#### Records excerpted from a collection:
= = = = =

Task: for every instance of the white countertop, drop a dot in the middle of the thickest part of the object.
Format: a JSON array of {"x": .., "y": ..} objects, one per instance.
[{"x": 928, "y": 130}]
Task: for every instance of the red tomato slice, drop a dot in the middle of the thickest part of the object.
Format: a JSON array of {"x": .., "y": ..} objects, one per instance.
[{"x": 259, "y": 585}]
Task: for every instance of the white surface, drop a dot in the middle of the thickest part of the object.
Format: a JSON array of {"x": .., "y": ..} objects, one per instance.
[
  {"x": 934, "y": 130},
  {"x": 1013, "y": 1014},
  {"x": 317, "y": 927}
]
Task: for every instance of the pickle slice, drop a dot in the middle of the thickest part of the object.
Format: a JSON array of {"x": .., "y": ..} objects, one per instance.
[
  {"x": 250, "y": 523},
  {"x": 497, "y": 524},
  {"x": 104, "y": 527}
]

= = = = =

#### Task goal:
Which lines above contain "part"? Show each of them.

#### Response to this exercise:
Task: for every instance of the white countertop, drop a dot in the middle of the thickest part of the object.
Task: for every instance of the red tomato slice, drop a dot in the middle of the thickest part of the object.
Task: for every instance of the white surface, drop a dot in the middle of the thickest part of the object.
Task: for every instance of the pickle slice, drop a dot in the middle of the thickest part of the object.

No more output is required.